• TASK DIRECTIONS: Can you copy the Ready Player One review below word for word, in full?

• PASSAGE TO READ:
As though to escape the problems of the real world, every character important to the plot spends most of their time, if not nearly all of it, connected to OASIS. Wade Watts in particular spends the majority of the book becoming more and more dependent on the OASIS, regressing from the real world. I found him to be quite an unlikable character. He starts out as a stereotypical introverted and unattractive geek who is beyond obsessed with video games and only gets worse as the book progresses. Wade shuts out reality to as far an extent as he is able, rarely actually speaking with another human being. He has few friends, and those he has are just as obsessed as he is. He’s smug and arrogant while simultaneously being insecure and pathetic. He spends most of his time on the egg hunt, memorizing dozens 80’s movies and mastering every 80’s video game, but somehow graduates high school while becoming an expert hacker, with no explanation as to where his skills and time to master them actually come from. Wade’s only redemption from his personality comes from a clumsily tacked on Aesop of “Hey, maybe go outside once in a while” at the very end, which does little to convince the reader that balance between reality and virtual reality are actually important to Wade. Additionally, the heroes of Ready Player One are all inexplicably brilliant teenagers and one adult mentor, with every other adult either being a villain or an ignorant bystander.
Perhaps the reason why I enjoyed Ready Player One so much while reading it and much less so in the time since then is because the true enjoyment comes from spending time in that fantasy. It is utterly enjoyable to ride alongside hundreds of video game style characters from all walks of geekdom uniting in a fierce all-for-one battle against an imposing and vicious antagonizing force, or to feel like you are descending into a dark cavern from an RPG with very real threats around every corner, or that you are racing against time to solve a mystery that could very well affect the fate of the world. However, once all that’s over, the flaws that were concealed by excitement are the bitter aftertaste.

[Records excerpted from a collection]
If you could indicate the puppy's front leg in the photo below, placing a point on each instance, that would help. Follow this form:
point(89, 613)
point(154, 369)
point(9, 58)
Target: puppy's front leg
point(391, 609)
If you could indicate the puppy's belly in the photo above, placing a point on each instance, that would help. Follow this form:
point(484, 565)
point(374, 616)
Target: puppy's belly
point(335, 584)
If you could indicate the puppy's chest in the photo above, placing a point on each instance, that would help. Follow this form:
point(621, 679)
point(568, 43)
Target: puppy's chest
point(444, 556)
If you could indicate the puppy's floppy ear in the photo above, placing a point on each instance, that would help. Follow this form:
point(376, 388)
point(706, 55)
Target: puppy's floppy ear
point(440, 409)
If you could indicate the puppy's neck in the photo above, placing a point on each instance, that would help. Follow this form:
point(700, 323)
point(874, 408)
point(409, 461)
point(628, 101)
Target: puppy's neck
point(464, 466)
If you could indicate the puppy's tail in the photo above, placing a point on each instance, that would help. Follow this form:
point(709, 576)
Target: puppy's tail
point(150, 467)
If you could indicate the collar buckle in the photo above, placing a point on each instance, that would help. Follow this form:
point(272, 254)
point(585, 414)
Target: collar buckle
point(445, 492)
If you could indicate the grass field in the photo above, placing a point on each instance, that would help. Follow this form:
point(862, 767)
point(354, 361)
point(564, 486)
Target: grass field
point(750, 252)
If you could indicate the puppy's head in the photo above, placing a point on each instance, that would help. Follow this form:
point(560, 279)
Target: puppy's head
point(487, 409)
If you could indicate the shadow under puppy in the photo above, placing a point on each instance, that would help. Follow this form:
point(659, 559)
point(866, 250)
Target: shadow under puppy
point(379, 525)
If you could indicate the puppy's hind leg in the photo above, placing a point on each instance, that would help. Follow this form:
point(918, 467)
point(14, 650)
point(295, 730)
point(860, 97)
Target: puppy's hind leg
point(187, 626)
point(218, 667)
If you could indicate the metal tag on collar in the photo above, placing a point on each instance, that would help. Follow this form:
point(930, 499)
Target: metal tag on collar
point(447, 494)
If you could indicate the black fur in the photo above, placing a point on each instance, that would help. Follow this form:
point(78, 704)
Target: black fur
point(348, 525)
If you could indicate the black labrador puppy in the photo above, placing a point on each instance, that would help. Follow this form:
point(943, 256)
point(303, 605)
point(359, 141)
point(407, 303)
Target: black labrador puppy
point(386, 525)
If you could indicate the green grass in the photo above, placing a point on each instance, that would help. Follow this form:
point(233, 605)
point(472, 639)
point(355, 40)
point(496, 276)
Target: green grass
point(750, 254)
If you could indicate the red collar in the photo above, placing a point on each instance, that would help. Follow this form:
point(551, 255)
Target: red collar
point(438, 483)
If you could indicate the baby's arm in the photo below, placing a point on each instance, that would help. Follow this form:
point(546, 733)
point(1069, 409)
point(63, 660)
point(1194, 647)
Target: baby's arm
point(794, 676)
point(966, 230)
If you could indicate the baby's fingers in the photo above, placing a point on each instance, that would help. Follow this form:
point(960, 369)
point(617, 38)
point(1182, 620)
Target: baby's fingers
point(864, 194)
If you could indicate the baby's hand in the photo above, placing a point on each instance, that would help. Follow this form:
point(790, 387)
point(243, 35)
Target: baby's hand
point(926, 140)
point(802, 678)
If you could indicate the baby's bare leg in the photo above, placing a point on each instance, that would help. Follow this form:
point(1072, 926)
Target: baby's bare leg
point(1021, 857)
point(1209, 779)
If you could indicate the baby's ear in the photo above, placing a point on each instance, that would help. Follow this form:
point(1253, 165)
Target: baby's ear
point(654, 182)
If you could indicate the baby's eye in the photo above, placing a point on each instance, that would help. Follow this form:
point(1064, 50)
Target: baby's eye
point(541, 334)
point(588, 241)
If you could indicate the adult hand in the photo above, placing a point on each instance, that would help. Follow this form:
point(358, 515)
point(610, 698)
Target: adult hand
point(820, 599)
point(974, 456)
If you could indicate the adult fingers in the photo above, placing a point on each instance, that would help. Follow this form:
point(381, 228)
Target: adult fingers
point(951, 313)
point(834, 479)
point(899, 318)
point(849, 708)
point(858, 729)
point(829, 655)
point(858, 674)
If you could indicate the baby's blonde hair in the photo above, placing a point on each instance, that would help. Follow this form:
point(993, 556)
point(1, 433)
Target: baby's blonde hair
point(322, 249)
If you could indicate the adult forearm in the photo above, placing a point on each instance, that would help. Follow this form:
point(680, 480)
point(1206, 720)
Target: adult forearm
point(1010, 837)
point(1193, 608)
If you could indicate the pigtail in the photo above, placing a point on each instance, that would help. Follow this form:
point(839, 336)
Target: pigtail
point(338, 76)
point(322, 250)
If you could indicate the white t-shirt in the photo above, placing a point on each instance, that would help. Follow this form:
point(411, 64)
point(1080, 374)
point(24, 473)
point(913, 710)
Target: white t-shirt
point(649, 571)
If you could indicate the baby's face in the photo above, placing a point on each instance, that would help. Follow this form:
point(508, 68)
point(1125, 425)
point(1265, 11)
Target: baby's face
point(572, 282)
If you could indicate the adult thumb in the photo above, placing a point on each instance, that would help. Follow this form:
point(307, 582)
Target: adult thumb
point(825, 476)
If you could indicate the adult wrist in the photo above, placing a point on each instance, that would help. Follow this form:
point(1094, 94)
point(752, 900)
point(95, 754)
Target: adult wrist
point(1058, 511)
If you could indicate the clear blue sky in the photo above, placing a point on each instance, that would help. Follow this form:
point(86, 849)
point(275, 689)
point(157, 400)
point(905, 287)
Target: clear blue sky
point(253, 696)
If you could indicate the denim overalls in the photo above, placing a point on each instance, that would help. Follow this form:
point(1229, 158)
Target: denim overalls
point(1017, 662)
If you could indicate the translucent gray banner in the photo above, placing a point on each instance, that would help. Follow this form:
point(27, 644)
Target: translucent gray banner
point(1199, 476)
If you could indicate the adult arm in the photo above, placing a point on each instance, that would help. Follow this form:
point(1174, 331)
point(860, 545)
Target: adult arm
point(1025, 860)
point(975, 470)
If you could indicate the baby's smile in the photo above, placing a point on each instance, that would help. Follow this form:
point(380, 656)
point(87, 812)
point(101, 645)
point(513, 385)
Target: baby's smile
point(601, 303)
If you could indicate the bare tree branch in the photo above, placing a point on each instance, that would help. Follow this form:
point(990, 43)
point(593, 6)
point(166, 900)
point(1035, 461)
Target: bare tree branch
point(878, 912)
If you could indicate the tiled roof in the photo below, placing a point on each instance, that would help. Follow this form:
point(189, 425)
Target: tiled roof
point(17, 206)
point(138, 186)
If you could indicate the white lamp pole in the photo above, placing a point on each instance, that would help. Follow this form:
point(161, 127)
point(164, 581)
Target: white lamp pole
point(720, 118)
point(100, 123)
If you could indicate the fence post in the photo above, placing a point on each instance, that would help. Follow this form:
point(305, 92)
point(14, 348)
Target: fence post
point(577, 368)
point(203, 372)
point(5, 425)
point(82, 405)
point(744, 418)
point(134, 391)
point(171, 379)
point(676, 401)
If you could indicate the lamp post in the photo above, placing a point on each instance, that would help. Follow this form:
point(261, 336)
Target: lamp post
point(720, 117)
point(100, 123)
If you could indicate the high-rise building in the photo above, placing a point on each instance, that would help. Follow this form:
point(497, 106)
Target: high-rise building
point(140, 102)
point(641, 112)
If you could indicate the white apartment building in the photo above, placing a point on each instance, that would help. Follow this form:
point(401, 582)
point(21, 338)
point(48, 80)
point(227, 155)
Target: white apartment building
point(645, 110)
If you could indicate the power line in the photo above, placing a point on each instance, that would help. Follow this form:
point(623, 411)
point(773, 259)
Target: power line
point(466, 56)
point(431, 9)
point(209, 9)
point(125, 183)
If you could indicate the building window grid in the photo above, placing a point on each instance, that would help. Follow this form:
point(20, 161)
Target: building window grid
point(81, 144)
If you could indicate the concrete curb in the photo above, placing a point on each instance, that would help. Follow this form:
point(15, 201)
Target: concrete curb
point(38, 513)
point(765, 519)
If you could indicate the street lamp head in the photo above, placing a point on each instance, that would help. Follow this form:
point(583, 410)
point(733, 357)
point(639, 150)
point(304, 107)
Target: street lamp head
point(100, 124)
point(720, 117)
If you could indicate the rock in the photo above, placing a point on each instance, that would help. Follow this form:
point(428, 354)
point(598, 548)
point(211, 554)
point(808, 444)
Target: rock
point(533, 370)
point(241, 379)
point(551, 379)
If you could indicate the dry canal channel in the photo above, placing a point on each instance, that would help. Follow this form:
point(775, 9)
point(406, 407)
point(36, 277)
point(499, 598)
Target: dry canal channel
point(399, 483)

• REPLY TO THE EXERCISE:
As though to escape the problems of the real world, every character important to the plot spends most of their time, if not nearly all of it, connected to OASIS. Wade Watts in particular spends the majority of the book becoming more and more dependent on the OASIS, regressing from the real world. I found him to be quite an unlikable character. He starts out as a stereotypical introverted and unattractive geek who is beyond obsessed with video games and only gets worse as the book progresses. Wade shuts out reality to as far an extent as he is able, rarely actually speaking with another human being. He has few friends, and those he has are just as obsessed as he is. He’s smug and arrogant while simultaneously being insecure and pathetic. He spends most of his time on the egg hunt, memorizing dozens 80’s movies and mastering every 80’s video game, but somehow graduates high school while becoming an expert hacker, with no explanation as to where his skills and time to master them actually come from. Wade’s only redemption from his personality comes from a clumsily tacked on Aesop of “Hey, maybe go outside once in a while” at the very end, which does little to convince the reader that balance between reality and virtual reality are actually important to Wade. Additionally, the heroes of Ready Player One are all inexplicably brilliant teenagers and one adult mentor, with every other adult either being a villain or an ignorant bystander.
Perhaps the reason why I enjoyed Ready Player One so much while reading it and much less so in the time since then is because the true enjoyment comes from spending time in that fantasy. It is utterly enjoyable to ride alongside hundreds of video game style characters from all walks of geekdom uniting in a fierce all-for-one battle against an imposing and vicious antagonizing force, or to feel like you are descending into a dark cavern from an RPG with very real threats around every corner, or that you are racing against time to solve a mystery that could very well affect the fate of the world. However, once all that’s over, the flaws that were concealed by excitement are the bitter aftertaste.